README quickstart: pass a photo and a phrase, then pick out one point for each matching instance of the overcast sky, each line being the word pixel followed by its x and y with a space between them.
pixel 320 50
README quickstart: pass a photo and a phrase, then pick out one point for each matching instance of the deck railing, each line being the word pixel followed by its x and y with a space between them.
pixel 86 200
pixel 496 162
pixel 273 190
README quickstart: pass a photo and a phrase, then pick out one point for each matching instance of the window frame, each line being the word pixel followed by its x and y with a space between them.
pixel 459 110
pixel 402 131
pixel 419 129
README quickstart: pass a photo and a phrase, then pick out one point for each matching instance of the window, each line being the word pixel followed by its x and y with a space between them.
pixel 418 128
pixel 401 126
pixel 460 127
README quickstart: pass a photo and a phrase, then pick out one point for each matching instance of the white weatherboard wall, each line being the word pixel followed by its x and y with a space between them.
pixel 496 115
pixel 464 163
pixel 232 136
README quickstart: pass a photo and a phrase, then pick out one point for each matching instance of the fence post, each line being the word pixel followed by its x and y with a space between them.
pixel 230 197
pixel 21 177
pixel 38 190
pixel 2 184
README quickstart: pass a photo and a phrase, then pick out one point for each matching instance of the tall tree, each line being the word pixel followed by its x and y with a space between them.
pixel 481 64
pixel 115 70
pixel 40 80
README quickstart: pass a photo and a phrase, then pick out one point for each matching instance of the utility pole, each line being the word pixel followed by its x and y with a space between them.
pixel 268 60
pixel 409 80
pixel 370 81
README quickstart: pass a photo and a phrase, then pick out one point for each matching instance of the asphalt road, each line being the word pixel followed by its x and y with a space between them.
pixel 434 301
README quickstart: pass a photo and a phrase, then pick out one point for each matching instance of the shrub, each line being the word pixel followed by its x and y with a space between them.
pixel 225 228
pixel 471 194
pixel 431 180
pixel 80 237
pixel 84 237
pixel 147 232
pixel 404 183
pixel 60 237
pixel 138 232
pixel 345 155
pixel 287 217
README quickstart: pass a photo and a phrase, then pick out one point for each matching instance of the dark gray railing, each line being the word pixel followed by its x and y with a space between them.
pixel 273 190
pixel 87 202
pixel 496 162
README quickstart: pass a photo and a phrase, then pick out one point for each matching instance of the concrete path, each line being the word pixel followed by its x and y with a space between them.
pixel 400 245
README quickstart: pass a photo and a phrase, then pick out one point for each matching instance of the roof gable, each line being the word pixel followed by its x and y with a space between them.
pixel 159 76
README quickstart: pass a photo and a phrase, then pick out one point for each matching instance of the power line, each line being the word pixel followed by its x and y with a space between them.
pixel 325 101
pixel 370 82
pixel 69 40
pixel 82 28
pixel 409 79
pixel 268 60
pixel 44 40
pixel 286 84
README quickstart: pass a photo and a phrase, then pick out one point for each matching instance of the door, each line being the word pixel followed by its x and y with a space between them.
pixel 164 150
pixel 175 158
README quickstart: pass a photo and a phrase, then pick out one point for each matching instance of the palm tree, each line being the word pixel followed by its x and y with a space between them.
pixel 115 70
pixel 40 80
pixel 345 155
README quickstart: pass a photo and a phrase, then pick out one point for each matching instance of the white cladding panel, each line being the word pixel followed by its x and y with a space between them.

· · · ·

▸ WRITTEN INSTRUCTION: Turn the lines from the line with "of the fence" to the line with "pixel 287 217", both ends included, into a Markdown table with the columns No. and Line, numbering each row and skipping blank lines.

▸ EXERCISE ANSWER:
| No. | Line |
|---|---|
| 1 | README quickstart: pass a photo and a phrase, then pick out one point for each matching instance of the fence post, each line being the word pixel followed by its x and y with a space between them. |
| 2 | pixel 230 197 |
| 3 | pixel 21 177 |
| 4 | pixel 38 190 |
| 5 | pixel 2 184 |
| 6 | README quickstart: pass a photo and a phrase, then pick out one point for each matching instance of the tall tree, each line being the word pixel followed by its x and y with a space between them. |
| 7 | pixel 481 64 |
| 8 | pixel 115 70 |
| 9 | pixel 40 80 |
| 10 | README quickstart: pass a photo and a phrase, then pick out one point for each matching instance of the utility pole, each line being the word pixel followed by its x and y with a space between them. |
| 11 | pixel 268 60 |
| 12 | pixel 409 80 |
| 13 | pixel 370 81 |
| 14 | README quickstart: pass a photo and a phrase, then pick out one point for each matching instance of the asphalt road, each line being the word pixel followed by its x and y with a space between them. |
| 15 | pixel 434 301 |
| 16 | README quickstart: pass a photo and a phrase, then pick out one point for each matching instance of the shrub, each line being the word pixel followed by its x and y with a space between them. |
| 17 | pixel 225 228 |
| 18 | pixel 471 194 |
| 19 | pixel 431 180 |
| 20 | pixel 80 237 |
| 21 | pixel 84 237 |
| 22 | pixel 147 232 |
| 23 | pixel 404 183 |
| 24 | pixel 60 237 |
| 25 | pixel 138 232 |
| 26 | pixel 345 155 |
| 27 | pixel 287 217 |